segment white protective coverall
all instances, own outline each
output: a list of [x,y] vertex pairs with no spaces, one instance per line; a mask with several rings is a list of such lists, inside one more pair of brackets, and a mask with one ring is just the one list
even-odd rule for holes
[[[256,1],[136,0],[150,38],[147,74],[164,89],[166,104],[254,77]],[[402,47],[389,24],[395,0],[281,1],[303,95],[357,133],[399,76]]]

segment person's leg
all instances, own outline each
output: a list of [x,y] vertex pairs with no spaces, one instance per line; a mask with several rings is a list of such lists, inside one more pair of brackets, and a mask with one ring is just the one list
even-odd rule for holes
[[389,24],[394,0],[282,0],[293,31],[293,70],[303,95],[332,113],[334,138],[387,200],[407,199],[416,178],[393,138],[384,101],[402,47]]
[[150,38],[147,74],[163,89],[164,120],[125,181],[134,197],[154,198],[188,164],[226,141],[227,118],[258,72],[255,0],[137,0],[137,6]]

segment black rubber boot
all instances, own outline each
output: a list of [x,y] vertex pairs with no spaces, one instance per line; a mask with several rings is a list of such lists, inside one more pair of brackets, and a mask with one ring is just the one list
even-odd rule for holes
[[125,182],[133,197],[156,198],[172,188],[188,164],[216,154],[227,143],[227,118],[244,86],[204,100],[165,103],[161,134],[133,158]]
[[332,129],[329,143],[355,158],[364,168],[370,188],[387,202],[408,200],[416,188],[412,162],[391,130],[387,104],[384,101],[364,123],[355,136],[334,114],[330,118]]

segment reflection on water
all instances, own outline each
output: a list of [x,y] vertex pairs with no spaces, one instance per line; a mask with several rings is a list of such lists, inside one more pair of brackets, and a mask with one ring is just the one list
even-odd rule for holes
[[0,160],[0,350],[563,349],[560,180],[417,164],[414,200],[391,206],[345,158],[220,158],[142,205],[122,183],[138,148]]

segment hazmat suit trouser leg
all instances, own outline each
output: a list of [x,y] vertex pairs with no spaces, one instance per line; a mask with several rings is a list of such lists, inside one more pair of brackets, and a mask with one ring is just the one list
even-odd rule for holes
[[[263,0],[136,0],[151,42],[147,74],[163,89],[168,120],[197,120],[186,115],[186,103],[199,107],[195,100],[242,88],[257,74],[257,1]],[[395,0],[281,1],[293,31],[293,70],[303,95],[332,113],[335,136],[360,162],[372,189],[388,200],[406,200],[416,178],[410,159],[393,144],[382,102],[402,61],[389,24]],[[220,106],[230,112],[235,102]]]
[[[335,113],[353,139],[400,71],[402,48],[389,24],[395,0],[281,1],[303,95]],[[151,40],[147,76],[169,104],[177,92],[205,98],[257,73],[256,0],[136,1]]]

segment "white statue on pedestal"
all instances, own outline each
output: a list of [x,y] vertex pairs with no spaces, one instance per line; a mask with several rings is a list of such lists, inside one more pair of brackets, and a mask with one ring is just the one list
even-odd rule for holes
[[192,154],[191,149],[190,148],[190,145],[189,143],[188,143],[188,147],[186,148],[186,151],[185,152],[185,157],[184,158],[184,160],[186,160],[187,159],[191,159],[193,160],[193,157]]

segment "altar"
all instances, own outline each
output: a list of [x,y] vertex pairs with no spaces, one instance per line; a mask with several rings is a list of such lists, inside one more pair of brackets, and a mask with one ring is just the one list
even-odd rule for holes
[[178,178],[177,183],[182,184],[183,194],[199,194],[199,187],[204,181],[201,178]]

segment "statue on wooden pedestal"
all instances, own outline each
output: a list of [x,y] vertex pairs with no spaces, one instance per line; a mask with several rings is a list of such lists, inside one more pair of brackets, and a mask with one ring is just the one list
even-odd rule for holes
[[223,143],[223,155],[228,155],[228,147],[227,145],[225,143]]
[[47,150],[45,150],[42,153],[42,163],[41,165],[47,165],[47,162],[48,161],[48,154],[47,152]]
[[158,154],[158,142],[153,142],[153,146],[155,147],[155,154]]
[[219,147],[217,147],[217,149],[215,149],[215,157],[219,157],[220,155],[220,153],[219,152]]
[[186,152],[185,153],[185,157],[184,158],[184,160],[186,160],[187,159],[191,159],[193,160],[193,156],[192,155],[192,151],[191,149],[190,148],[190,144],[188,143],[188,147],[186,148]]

* * * * *

#### [EXERCISE DIRECTIONS]
Please count the lines in the material above that contain the string "pedestal", treating uppercase and lowercase letters as different, and give only the number.

#### [ANSWER TO THIS TASK]
2